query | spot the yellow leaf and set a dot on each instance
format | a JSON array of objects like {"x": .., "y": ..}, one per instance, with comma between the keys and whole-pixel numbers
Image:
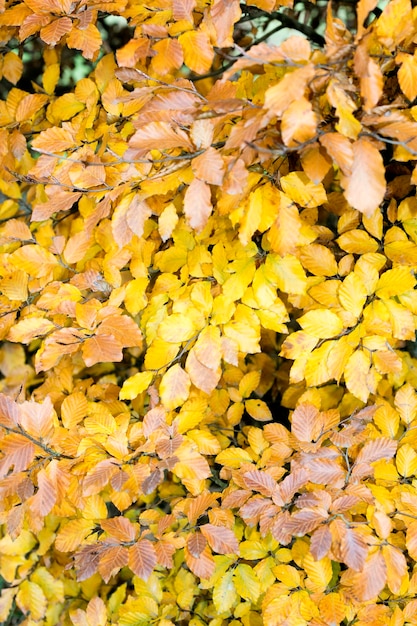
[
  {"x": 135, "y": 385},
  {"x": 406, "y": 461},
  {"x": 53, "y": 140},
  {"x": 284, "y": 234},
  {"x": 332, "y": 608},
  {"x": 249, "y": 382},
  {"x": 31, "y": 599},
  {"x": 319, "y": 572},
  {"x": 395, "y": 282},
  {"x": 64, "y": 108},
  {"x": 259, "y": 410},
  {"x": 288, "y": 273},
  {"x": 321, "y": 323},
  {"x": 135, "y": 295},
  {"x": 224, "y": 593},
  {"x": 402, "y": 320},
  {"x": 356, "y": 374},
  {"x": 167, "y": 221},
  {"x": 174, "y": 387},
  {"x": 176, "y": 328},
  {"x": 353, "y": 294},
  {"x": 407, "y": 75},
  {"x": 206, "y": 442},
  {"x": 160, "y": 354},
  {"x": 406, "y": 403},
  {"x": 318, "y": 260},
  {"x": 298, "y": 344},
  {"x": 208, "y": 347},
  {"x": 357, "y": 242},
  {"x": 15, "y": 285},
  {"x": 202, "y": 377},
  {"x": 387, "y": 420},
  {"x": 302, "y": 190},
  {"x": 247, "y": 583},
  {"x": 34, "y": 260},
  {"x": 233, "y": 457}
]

+ + +

* _What to work on_: Count the lines of the records that include the word "instance". Give the number by itself.

* _Result_: 2